I'm going to try and keep this as brief as I can, because there's just so much of it.
I've been here for a while now under one name mainly and I've talked quite extensively about the emotionally abusive childhood/adolescence/adulthood/relationship with my mother. My dad was also emotionally abused by her and his frustration/anger about this manifested in physical abuse against me.
Typically dysfunctional family; I was the scapegoat, my younger sibling was the Golden Child with all of the shit that goes with that too.
My mother spent my entire life criticising me. From an early age I knew I was a disappointment and an embarrassment. I couldn't tell you a single thing my mother/parents liked about me, but I could fill several sides of A4 with everything they didn't like. Everything from every aspect of my appearance, intelligence, personality, character traits, just everything about me. It would seem that I didn't have a single redeeming feature.
I've been NC with her for about 4 years. My dad died 6 months later.
I have posted about this on the feelings it has left me with many times. People reply, but I still can't change how I feel. I can't afford therapy, I can barely afford to meet my essential monthly outgoings so there is no room to forgo a night out or whatever to cover it.
I have had a series of physically, emotionally and financially abusive relationships as an adult. When I told my mother about the first one, she told me I was lucky anyone was willing to take me on and I should be careful not to provoke him in future because he might dump me next time (instead of hitting me). I was 18 at the time and so it continued.
One thing I really struggle with, is that I have never been loved. I'm now completely on my own. I have two children 10 and nearly 18. I work full time, but I work on short term contracts because I can't handle the feelings of inadequacy that go with having a permanent job.
When my marriage ended 4 years ago, I didn't have a single real life friend. I knew a few people, but I didn't know any of them well enough to even tell them my marriage had ended. In absolute desperation, I reached out to people IRL and built up a small 'friendship group'. I put that in ' ' because I've never really felt that they are true friends. I struggle to trust and let people in. There are a couple of people who have seen beyond the 'self' I show others and have worked out some of the issues I have. They have told me that I do keep people at arms length and that, unfortunately, it works. I was very saddened to hear this because I've tried very hard with these people.

◆ Given entries ◆

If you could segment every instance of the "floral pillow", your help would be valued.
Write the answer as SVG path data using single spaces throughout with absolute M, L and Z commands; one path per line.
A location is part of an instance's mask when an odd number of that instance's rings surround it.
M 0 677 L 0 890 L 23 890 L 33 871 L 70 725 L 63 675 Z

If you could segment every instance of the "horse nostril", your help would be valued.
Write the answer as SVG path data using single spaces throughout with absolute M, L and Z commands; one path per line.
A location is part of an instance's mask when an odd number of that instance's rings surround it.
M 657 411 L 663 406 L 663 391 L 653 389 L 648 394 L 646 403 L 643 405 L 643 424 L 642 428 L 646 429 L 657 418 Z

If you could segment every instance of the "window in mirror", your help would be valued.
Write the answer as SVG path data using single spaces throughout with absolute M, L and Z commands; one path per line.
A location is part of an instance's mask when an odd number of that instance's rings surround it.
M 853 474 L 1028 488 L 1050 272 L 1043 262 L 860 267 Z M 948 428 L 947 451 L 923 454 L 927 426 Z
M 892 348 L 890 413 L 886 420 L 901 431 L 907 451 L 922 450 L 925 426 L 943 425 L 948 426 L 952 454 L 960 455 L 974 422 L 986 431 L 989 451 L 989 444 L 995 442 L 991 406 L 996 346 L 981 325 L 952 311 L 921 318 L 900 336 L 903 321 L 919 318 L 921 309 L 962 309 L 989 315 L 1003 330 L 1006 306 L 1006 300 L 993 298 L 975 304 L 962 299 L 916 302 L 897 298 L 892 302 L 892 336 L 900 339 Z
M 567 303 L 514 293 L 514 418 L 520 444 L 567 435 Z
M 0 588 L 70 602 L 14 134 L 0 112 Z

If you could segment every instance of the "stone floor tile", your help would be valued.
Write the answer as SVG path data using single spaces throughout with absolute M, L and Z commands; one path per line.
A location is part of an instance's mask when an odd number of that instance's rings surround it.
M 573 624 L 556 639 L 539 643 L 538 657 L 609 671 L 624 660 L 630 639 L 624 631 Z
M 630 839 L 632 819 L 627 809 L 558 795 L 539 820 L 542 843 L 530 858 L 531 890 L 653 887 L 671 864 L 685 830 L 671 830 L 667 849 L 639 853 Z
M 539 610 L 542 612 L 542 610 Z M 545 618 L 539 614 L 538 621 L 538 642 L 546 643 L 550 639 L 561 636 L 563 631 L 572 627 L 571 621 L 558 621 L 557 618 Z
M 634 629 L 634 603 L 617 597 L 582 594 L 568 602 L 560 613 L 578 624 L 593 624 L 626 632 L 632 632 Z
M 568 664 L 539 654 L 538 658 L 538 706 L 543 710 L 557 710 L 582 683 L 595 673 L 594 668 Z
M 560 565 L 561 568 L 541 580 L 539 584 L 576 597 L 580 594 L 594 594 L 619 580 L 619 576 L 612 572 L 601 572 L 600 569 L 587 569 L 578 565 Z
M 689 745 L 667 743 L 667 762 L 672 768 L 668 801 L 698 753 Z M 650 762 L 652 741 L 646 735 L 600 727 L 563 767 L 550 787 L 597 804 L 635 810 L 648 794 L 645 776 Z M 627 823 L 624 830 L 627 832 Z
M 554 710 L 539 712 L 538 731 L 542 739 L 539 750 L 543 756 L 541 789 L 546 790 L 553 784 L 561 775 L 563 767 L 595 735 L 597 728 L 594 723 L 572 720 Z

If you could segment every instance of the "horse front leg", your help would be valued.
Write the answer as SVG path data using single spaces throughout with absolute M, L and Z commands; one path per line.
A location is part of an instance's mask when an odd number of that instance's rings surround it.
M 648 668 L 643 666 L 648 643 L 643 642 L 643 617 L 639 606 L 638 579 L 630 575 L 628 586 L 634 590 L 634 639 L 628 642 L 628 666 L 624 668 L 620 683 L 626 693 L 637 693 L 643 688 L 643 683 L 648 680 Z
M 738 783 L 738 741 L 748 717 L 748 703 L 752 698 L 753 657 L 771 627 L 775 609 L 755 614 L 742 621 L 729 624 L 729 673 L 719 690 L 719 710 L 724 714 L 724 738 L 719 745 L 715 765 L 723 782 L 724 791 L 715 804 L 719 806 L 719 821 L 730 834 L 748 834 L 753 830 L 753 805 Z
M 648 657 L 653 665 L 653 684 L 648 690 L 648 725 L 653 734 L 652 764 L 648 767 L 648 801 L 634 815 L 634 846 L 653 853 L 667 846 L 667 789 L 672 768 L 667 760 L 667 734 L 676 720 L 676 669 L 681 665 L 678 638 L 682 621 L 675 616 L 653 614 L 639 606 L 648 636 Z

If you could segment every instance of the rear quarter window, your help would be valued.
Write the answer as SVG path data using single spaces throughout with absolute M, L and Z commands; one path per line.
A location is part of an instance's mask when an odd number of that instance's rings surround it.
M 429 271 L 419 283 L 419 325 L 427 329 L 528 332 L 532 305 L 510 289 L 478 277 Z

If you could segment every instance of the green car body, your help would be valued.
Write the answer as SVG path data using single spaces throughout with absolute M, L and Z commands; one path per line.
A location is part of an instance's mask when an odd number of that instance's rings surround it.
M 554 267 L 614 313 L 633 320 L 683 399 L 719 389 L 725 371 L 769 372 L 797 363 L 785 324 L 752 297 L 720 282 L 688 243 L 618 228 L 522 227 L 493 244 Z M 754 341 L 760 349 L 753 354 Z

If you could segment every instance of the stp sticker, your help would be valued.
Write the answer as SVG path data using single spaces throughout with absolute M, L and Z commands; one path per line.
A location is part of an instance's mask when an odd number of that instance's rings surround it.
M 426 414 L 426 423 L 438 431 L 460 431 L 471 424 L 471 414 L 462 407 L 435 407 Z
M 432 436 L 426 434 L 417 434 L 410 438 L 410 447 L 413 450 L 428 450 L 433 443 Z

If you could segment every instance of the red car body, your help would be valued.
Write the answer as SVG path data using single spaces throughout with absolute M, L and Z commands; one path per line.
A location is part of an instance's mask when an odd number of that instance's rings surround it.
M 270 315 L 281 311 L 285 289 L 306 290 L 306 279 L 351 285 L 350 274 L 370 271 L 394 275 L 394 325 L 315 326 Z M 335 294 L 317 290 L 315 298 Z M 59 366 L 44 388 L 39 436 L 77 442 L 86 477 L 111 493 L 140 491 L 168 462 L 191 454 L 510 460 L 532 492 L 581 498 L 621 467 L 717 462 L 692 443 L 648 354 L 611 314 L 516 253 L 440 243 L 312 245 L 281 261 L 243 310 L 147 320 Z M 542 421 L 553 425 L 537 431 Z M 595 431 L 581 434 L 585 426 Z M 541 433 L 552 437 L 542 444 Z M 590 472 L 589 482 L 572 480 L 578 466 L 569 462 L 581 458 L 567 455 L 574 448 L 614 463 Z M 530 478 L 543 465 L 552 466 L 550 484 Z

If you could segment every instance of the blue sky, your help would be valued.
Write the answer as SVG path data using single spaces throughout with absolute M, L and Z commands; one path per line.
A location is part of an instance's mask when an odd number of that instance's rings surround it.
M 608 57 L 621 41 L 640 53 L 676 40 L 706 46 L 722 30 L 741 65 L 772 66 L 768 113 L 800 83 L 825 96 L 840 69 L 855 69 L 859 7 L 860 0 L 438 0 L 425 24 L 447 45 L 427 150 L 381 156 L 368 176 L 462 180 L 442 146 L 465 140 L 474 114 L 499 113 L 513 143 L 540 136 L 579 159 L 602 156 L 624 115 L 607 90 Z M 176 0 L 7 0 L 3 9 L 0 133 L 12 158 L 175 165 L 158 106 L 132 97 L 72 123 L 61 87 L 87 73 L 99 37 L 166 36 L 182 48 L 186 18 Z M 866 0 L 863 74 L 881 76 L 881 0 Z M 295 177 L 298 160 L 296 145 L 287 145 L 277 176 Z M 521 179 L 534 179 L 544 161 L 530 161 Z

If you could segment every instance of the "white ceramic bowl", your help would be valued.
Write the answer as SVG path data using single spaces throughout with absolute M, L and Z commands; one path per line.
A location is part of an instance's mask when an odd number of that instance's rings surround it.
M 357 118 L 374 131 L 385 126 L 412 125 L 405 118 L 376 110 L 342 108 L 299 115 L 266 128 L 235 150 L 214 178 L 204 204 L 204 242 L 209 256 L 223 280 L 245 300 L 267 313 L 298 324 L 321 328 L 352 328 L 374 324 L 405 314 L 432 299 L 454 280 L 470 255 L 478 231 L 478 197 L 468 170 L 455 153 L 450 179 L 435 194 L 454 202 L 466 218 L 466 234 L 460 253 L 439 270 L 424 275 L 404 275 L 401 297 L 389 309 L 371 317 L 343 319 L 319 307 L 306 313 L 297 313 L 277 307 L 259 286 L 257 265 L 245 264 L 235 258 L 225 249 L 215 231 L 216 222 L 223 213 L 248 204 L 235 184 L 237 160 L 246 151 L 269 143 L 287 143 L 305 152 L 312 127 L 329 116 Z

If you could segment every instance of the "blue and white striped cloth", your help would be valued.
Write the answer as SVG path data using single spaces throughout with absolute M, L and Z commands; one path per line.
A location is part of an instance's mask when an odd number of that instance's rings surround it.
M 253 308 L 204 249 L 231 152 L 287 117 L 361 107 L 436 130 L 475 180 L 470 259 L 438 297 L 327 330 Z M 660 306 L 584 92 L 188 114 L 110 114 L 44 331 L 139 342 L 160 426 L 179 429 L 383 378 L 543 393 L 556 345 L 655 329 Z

◆ Requirement 1 ◆
Set down the part of the post starting with "Typically dysfunctional family;" and going on through "6 months later.", word for word.
◆ Requirement 2 ◆
In the post, how old was the writer when telling the mother about the first abusive relationship?
◆ Requirement 3 ◆
Condense the post's paragraph beginning "One thing I really struggle with" into a short bulleted list that keeps its main facts.
Work only from the post itself; bring in nothing from outside it.

◆ Exercise result 1 ◆
Typically dysfunctional family; I was the scapegoat, my younger sibling was the Golden Child with all of the shit that goes with that too.
My mother spent my entire life criticising me. From an early age I knew I was a disappointment and an embarrassment. I couldn't tell you a single thing my mother/parents liked about me, but I could fill several sides of A4 with everything they didn't like. Everything from every aspect of my appearance, intelligence, personality, character traits, just everything about me. It would seem that I didn't have a single redeeming feature.
I've been NC with her for about 4 years. My dad died 6 months later.

◆ Exercise result 2 ◆
18.

◆ Exercise result 3 ◆
- I have never been loved and am now completely on my own.
- I have two children, aged 10 and nearly 18.
- I work full time, but only on short-term contracts, because I can't handle the feelings of inadequacy that come with a permanent job.